*GIVEN TEXT*.
=====
The combination of radiotherapy and immunotherapy for brain metastases is promising, though toxicity and timing are poorly-understood factors.

The prognosis of patients with melanoma brain metastases is poor, though early clinical studies suggest that the combination of radiotherapy and immunotherapy may be an effective new approach for this population.

“The combination of immunotherapy and radiotherapy can open new frontiers for patients with cancer, but there is still a lot to do. It is necessary to make all possible efforts to include patients in prospective trials, which will ensure strong and reliable data,” Marta Scorsetti, MD, associate professor of diagnostic imaging and radiotherapy in the department of biomedical sciences at Humanitas University, and the director of radiotherapy and radiosurgery at Humanitas Research Hospital in Milan, Italy, told Cancer Therapy Advisor.
=====
[Collected data]

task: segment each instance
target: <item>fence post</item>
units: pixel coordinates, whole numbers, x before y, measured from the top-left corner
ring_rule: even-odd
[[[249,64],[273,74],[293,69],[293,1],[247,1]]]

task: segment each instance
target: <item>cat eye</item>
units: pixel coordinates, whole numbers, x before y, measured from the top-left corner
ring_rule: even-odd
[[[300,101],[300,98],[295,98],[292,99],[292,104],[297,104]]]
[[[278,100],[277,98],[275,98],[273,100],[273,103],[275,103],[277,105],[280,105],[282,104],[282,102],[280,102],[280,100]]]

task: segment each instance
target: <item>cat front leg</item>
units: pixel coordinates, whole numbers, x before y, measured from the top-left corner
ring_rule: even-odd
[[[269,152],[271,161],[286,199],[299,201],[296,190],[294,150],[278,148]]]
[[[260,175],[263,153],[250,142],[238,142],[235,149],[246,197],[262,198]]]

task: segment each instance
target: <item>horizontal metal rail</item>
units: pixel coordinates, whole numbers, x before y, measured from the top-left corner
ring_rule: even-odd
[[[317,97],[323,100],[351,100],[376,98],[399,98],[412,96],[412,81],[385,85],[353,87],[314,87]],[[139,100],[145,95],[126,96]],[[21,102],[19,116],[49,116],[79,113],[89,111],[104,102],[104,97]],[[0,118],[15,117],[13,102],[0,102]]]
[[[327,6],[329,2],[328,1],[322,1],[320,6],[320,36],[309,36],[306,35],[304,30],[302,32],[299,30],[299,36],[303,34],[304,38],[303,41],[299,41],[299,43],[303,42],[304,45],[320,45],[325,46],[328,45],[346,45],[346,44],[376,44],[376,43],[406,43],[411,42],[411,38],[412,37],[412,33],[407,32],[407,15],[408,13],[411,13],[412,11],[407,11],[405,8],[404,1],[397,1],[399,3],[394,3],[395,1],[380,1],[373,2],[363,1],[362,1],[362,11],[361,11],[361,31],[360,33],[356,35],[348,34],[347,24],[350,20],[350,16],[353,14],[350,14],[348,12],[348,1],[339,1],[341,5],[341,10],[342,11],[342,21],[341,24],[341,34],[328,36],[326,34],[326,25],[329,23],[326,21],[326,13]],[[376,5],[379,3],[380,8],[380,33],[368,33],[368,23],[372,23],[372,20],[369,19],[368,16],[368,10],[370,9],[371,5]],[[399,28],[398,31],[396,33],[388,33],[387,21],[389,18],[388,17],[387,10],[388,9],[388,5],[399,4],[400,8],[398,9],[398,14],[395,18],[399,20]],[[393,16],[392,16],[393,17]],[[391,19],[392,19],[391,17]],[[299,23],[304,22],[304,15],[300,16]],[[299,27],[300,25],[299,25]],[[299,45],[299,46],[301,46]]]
=====
*EXERCISE A*. From the passage on radiotherapy and immunotherapy for brain metastases, duplicate the wording word for word. Begin at the words "The combination of radiotherapy and immunotherapy for" and stop after the words "for this population.".
*EXERCISE B*. According to the passage on radiotherapy and immunotherapy for brain metastases, in what city is Humanitas Research Hospital located?
*EXERCISE C*. Extend the passage on radiotherapy and immunotherapy for brain metastases, beginning immediately after its final sentence.

*WRITTEN REPLY A*.
The combination of radiotherapy and immunotherapy for brain metastases is promising, though toxicity and timing are poorly-understood factors.

The prognosis of patients with melanoma brain metastases is poor, though early clinical studies suggest that the combination of radiotherapy and immunotherapy may be an effective new approach for this population.

*WRITTEN REPLY B*. Milan, Italy.

*WRITTEN REPLY C*.
The treatments of melanoma brain metastases historically included surgery or radiotherapy, both as whole brain radiotherapy (WBRT) or stereotactic radiosurgery (SRS), though neither have long-term success. Surgical removal of brain metastases can benefit patients who have neurologic symptoms and who have limited sites of disease. Although WBRT can improve intracranial disease, it is associated with cognitive decline. In contrast, SRS provides high-dose to precise areas in the brain with a low incidence of neurologic toxicity.1

The options for systemic therapy of melanoma recently expanded with the addition of targeted and immunotherapies. A major problem in the setting of brain metastasis, however, is the blood-brain barrier, which prevents many of these agents, as well as chemotherapy, from reaching the brain.

Research demonstrates that activated T-cells are able to cross the blood-brain barrier, raising the possibility that checkpoint inhibitors will be effective against melanoma brain metastasis.2,3 Several small studies found promising results with ipilimumab, an anti-CTLA-4 antibody, including 2 phase 2 trials that demonstrated a complete response rate of approximately 25%.4,5,6,7 Phase 2 trials with other checkpoint inhibitors are ongoing.